- [GETOONDE PASSAGE]:

Feitelijke toedracht
De rechtbank gaat op basis van de gebezigde bewijsmiddelen uit van de volgende toedracht.
Op zaterdag 4 mei 2024 omstreeks 17:59 uur heeft een verkeersongeval plaatsgevonden op de Oranje Nassausingel ter hoogte van de kruising met de Korenmolen gelegen binnen de bebouwde kom van de gemeente Alphen aan den Rijn. De verdachte reed als bestuurder in zijn personenauto (een BMW). De verdachte reed op de Oranje Nassausingel richting de Willem de Zwijgerlaan. De verdachte was voornemens om rechtdoor te rijden, maar raakte in een slip enkele tientallen meters voor de kruising met de Korenmolen. De verdachte kreeg zijn voertuig niet meer onder controle en reed met hoge snelheid tegen het voertuig van [naam 1] . De verdachte had drie medepassagiers waaronder [naam 2] . Door het ongeval hebben [naam 1] en [naam 2] lichamelijk letsel opgelopen.
Causaliteit
Aan de verdachte is overtreding van artikel 6 van de Wegenverkeerswet 1994 ten laste gelegd. Op grond van dit artikel is het een ieder die aan het verkeer deelneemt verboden zich zodanig te gedragen dat een aan zijn schuld te wijten verkeersongeval plaatsvindt waardoor een ander zwaar lichamelijk letsel wordt toegebracht of zodanig lichamelijk letsel dat daaruit tijdelijke ziekte of verhindering in de uitoefening van de normale bezigheden ontstaat. Dit betekent dat er een tweeledig causaal verband moet worden vastgesteld: ten eerste dat een verkeersongeval heeft plaatsgevonden als gevolg van de gedragingen van de verdachte en ten tweede dat als gevolg van dat ongeval een ander zeer zwaar lichamelijk letsel is toegebracht.

- [GEGEVENSBLOK]:

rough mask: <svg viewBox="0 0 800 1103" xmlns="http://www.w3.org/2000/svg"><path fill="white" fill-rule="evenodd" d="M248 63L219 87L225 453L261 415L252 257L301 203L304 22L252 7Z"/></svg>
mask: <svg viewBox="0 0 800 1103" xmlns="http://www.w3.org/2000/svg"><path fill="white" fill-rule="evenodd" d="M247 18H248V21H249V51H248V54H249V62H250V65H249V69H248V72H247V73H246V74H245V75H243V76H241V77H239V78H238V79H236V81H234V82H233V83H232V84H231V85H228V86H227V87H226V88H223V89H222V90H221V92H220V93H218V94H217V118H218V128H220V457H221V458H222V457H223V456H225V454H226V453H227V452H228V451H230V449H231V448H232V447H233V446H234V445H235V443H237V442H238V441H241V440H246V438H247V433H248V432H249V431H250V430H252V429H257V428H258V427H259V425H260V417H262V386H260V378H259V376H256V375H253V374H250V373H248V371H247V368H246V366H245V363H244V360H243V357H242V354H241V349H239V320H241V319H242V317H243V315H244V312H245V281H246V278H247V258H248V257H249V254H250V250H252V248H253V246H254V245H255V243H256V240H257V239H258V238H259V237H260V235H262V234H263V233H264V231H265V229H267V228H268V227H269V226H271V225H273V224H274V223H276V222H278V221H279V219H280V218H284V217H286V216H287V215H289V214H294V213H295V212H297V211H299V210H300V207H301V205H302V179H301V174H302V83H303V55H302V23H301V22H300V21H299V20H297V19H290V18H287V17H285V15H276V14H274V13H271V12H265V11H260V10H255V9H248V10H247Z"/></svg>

- [OPDRACHT]: Welke straatnamen worden in de getoonde passage over het verkeersongeval genoemd? Geef ze allemaal.

- [JOUW ANTWOORD]: Oranje Nassausingel, Korenmolen, Willem de Zwijgerlaan